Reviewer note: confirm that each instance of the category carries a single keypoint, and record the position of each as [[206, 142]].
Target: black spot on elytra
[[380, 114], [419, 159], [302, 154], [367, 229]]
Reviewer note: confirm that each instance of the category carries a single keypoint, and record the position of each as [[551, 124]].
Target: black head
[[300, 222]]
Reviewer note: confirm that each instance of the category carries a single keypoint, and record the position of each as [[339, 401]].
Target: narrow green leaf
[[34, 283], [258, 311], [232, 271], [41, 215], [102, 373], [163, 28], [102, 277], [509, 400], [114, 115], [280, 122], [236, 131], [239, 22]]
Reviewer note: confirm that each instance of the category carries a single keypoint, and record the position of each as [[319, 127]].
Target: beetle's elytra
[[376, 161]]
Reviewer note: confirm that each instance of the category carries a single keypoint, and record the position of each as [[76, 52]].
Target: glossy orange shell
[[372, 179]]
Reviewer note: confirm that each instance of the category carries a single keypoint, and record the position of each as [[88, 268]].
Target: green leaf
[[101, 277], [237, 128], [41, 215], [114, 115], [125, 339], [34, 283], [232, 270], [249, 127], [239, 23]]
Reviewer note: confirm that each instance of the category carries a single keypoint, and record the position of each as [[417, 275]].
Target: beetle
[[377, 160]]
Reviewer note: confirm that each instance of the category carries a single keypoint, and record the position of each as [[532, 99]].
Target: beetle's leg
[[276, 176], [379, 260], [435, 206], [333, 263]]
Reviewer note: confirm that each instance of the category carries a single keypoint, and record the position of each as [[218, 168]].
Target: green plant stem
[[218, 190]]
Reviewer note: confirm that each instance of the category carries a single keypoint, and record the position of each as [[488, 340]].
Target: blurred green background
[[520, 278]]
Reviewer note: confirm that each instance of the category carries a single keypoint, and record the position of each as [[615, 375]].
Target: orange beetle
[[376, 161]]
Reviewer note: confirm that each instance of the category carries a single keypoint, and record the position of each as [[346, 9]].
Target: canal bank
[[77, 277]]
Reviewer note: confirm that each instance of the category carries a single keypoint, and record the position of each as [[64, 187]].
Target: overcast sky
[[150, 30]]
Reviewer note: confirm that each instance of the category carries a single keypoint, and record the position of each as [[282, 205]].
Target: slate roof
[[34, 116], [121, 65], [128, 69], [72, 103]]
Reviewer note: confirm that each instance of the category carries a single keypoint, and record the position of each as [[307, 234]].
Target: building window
☆ ☆ ☆ ☆
#### [STATED GOAL]
Reproduce every entry above verbatim, keeping each line and character unchanged.

#### [RESULT]
Reviewer note: confirm that each instance of the category carries a single keypoint, and record the position of each as [[206, 142]].
Target: black spot on elytra
[[380, 114], [419, 159], [302, 154], [367, 229]]
Reviewer note: confirm that each instance of the category carries a single keypoint, and record the position of each as [[551, 124]].
Target: black head
[[300, 222]]
Reviewer note: confirm that each instance of the category carries a single keypoint, and record the position of each as [[339, 401]].
Target: narrow green leaf
[[34, 283], [258, 311], [232, 271], [41, 215], [102, 373], [163, 28], [102, 277], [509, 400], [114, 115], [280, 122], [236, 131], [239, 22]]
Reviewer note: confirm that each instance of the category carries a single keypoint, and record the position of each as [[319, 127]].
Target: beetle's elytra
[[376, 161]]
Reviewer note: confirm that each instance of the category carries a single keypoint, and record the position of each as [[76, 52]].
Target: glossy orange shell
[[372, 179]]
Reviewer note: confirm that each instance of the category carries a single keypoint, and record the position of each as [[88, 268]].
Target: green leaf
[[101, 277], [237, 128], [41, 215], [114, 115], [125, 339], [34, 283], [232, 270], [249, 127], [239, 23]]
Reviewer note: confirm that each instance of the category carries a single keypoint, and record the position of each as [[417, 275]].
Target: beetle
[[377, 160]]
Reviewer note: confirm that each instance of the category carries a single keypoint, and record the position of each as [[532, 99]].
Target: beetle's leg
[[276, 176], [379, 260], [435, 206], [333, 263]]
Reviewer note: confirm that each instance of the category carries a single keypoint, and record the position of each as [[218, 168]].
Target: green plant stem
[[218, 190]]
Reviewer note: confirm that each instance of the category carries a single keypoint, and record the position of each as [[488, 340]].
Target: blurred green background
[[520, 278]]
Reviewer note: confirm that each instance of the category carries a single keypoint, and record the position of each as [[615, 375]].
Target: orange beetle
[[376, 161]]
Reviewer note: confirm that each instance of the category carries a single keypoint, and record the position of each as [[346, 9]].
Target: canal bank
[[77, 277]]
Reviewer note: confirm that each instance of the category carries a single keypoint, and record the position of each as [[64, 187]].
Target: overcast sky
[[150, 30]]
Reviewer note: confirm that each instance of the category carries a single keypoint, and record the position of each as [[282, 205]].
Target: slate roof
[[34, 116], [121, 65], [128, 69], [72, 103]]
Reviewer note: confirm that each instance of the category carries a single keypoint, and record the position of each as [[307, 234]].
Target: building window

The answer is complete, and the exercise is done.